## Recorded information
--------------------

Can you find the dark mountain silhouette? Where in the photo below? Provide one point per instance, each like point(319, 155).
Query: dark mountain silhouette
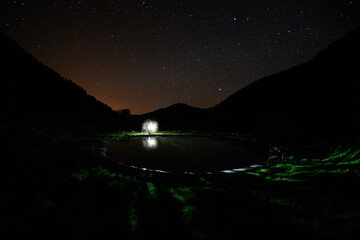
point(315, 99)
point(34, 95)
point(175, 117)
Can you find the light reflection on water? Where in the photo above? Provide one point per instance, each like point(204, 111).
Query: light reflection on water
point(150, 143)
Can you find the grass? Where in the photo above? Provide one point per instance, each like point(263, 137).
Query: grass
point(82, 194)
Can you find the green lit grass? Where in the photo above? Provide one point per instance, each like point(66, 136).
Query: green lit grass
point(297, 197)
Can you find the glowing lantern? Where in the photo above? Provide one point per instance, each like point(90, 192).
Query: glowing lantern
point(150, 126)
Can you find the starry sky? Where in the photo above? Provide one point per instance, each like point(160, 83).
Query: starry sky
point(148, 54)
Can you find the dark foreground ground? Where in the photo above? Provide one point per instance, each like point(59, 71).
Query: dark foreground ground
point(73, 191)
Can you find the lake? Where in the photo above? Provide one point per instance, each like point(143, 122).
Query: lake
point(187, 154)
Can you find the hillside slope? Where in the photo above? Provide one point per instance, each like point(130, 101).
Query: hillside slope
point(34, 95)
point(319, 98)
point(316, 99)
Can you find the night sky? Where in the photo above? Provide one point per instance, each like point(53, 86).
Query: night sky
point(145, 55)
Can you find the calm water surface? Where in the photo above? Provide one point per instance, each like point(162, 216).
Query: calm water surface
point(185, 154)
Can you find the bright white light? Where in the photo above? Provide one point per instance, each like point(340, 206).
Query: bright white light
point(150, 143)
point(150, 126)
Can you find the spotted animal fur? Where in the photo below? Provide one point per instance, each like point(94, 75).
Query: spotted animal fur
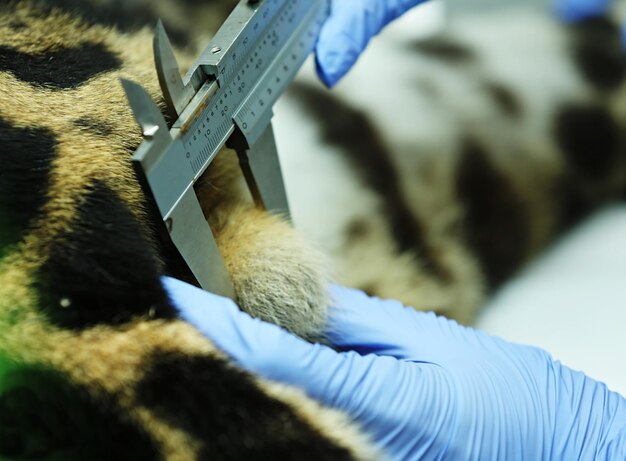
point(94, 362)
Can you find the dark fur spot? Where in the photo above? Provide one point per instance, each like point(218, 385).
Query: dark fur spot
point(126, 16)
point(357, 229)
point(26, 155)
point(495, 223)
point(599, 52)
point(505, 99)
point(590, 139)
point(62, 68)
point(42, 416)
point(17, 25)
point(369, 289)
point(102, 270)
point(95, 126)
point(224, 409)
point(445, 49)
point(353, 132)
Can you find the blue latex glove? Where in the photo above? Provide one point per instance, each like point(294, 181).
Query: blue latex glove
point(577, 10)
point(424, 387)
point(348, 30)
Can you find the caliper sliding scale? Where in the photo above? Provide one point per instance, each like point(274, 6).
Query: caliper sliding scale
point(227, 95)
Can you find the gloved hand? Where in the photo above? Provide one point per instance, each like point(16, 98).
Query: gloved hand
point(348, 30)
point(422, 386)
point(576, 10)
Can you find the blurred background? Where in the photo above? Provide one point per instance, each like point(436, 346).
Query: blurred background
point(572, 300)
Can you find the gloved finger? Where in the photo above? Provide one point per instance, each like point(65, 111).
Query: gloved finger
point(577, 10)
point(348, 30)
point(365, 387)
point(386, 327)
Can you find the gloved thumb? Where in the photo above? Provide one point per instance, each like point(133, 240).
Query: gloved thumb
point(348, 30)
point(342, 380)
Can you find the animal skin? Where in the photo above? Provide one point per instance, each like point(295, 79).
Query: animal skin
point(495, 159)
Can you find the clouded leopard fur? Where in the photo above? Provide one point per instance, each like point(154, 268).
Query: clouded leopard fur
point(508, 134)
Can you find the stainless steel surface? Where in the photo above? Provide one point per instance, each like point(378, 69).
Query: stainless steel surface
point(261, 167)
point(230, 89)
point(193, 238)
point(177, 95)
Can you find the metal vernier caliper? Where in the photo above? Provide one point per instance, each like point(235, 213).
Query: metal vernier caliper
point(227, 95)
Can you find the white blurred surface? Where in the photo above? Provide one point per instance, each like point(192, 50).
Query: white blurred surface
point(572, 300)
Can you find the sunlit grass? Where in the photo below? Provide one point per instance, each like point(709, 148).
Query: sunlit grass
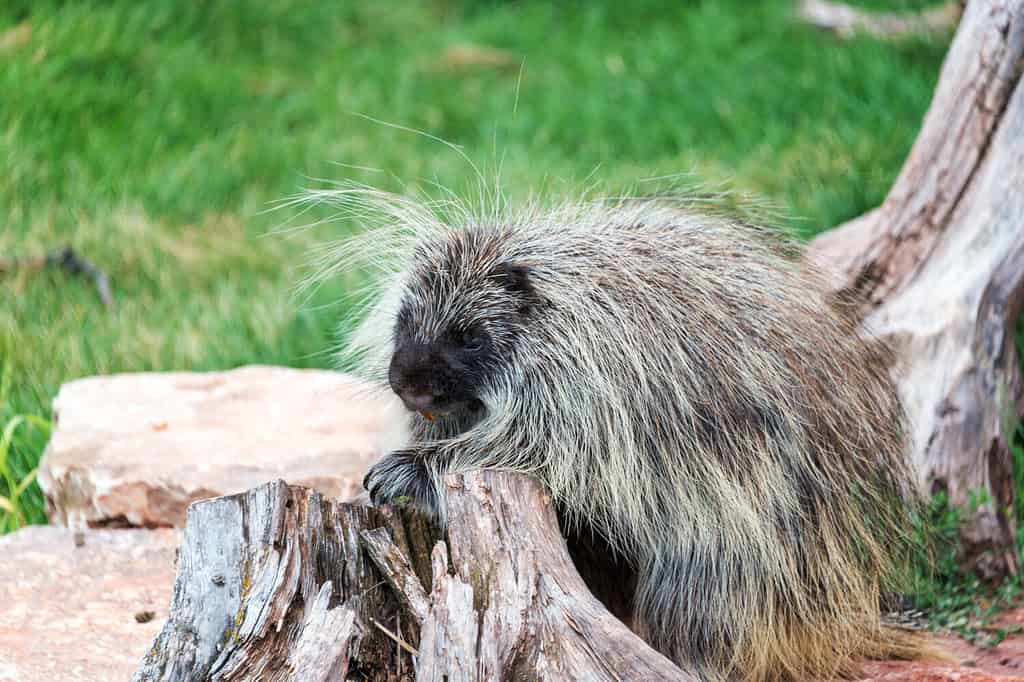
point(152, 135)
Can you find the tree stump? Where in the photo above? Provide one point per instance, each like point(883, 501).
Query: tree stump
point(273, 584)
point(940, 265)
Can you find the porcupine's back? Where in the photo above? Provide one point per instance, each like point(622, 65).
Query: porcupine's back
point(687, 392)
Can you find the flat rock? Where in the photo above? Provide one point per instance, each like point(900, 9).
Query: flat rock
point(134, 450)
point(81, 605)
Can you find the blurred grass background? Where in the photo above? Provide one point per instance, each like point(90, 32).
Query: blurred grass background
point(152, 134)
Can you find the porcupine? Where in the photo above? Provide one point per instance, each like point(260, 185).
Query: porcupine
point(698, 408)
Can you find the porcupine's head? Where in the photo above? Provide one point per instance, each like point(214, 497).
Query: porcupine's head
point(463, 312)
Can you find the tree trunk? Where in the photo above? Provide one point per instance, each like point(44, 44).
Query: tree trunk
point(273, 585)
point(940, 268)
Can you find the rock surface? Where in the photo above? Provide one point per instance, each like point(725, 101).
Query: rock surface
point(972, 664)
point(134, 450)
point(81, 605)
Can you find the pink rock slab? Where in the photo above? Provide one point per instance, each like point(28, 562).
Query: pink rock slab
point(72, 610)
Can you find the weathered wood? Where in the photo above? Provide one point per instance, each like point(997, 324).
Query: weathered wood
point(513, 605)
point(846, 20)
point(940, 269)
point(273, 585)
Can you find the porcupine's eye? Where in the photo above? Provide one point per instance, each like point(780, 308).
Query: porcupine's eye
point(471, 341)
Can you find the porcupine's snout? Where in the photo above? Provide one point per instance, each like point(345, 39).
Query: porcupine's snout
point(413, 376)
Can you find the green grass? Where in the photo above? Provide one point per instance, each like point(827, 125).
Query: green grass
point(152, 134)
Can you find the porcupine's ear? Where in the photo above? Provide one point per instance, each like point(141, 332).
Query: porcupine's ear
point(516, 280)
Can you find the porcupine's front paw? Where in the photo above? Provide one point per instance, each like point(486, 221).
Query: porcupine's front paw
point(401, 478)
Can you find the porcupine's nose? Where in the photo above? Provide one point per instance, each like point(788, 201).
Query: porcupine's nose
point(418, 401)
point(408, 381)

--------------------

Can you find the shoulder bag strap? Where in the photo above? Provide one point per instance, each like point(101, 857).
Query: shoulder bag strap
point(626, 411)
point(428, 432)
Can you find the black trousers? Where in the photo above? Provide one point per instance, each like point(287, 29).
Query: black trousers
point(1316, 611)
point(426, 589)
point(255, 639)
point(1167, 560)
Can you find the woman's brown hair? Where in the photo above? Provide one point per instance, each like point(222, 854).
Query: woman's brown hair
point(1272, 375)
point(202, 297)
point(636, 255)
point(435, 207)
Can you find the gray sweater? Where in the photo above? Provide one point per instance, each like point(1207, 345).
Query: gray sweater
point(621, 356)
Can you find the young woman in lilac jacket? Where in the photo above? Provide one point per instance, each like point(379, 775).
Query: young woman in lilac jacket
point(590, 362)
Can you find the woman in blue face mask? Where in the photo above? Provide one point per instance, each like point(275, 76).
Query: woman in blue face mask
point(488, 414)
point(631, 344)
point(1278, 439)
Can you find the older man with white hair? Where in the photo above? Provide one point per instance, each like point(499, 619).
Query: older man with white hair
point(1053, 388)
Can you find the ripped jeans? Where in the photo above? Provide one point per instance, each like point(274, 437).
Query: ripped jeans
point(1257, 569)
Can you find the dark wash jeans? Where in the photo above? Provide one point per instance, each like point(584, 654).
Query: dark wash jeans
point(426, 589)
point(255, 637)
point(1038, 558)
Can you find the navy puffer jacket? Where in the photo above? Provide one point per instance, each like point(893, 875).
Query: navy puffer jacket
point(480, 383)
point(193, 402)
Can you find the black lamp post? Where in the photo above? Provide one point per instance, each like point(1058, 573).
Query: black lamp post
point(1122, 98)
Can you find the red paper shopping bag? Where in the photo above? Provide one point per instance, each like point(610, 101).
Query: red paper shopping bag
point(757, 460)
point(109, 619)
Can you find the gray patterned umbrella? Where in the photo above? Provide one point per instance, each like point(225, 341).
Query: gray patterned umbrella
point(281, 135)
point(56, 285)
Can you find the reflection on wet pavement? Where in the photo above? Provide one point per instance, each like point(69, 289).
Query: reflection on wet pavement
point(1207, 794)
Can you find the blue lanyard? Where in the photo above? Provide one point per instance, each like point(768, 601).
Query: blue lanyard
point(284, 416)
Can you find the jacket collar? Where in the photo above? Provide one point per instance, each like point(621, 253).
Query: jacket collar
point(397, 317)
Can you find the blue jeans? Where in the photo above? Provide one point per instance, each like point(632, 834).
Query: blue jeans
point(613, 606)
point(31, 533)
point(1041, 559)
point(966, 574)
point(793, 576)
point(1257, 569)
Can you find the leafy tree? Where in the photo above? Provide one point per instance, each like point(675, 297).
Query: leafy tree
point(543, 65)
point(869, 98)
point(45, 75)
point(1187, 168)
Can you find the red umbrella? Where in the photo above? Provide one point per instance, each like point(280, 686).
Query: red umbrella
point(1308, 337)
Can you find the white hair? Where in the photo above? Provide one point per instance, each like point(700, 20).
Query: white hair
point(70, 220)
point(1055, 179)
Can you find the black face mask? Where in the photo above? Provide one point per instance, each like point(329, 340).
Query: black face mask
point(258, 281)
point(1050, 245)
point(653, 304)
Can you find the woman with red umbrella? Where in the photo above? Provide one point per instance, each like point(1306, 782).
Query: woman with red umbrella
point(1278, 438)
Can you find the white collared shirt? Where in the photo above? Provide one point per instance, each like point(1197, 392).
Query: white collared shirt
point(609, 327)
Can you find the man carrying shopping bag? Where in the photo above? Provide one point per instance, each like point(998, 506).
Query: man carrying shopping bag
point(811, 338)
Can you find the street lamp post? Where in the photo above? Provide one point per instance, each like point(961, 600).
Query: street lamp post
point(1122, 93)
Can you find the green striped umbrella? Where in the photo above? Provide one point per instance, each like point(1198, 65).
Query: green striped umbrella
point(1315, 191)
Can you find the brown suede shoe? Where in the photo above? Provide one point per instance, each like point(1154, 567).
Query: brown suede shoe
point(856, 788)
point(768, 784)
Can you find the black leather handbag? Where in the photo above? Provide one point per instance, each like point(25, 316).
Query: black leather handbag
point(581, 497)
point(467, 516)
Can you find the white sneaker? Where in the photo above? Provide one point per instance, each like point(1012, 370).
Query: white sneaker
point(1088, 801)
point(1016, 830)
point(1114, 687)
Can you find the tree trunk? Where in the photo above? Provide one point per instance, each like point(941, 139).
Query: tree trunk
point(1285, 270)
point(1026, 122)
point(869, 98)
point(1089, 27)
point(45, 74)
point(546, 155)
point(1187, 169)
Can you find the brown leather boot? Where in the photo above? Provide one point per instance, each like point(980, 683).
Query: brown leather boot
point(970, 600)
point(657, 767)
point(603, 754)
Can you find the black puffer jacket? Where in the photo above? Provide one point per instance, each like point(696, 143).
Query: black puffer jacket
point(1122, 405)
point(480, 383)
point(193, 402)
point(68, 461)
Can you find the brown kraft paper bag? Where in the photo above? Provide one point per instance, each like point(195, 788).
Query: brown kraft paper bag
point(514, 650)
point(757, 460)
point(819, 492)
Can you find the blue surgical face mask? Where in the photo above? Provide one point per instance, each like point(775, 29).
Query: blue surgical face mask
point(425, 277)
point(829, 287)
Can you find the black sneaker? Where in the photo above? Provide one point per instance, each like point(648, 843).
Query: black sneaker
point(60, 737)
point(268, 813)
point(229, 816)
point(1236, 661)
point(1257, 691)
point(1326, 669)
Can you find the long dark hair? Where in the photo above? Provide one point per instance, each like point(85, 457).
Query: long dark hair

--------------------

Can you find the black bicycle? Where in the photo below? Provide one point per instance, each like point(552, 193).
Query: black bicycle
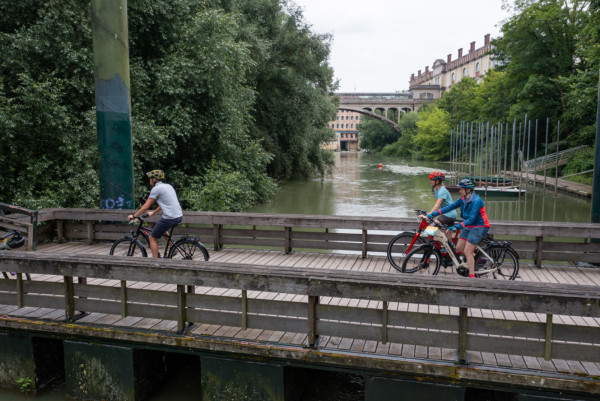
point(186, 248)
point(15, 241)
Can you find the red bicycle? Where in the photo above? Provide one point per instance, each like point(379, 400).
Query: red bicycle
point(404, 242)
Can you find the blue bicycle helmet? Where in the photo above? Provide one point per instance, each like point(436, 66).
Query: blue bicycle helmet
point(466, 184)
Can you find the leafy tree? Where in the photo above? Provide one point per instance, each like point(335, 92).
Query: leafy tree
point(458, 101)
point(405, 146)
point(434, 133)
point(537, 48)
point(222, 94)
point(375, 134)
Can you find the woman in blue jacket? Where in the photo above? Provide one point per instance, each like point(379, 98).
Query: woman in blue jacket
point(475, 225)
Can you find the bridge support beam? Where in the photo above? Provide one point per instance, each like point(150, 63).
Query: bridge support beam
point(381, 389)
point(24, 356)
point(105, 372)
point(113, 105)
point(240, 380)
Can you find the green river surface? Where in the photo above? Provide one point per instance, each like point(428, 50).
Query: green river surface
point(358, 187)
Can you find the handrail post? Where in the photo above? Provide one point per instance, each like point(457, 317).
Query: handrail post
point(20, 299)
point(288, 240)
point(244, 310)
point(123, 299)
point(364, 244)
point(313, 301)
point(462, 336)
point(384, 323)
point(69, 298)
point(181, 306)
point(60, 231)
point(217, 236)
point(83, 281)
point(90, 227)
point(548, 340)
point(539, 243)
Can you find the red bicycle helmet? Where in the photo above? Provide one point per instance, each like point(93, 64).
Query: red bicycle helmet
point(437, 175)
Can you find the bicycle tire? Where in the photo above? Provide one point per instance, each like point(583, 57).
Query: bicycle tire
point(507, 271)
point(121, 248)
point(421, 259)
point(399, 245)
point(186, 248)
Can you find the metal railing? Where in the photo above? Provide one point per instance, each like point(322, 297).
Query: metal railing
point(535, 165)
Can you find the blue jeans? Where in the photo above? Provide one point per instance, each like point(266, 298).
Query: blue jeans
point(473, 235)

--------------------

## Description of the task
Please write out, exactly as they appear above, only the lines in the stretch from the line with "Can you find the woman with" through the line with "Can you find the white collared".

## Exercise solution
Can you find the woman with red umbrella? Where in the photo above? Provide one point per instance, each like point(1306, 782).
Query: woman with red umbrella
point(1278, 438)
Can you find the white collared shirt? Where in the photo above? Provide one point per instance, each like point(1197, 392).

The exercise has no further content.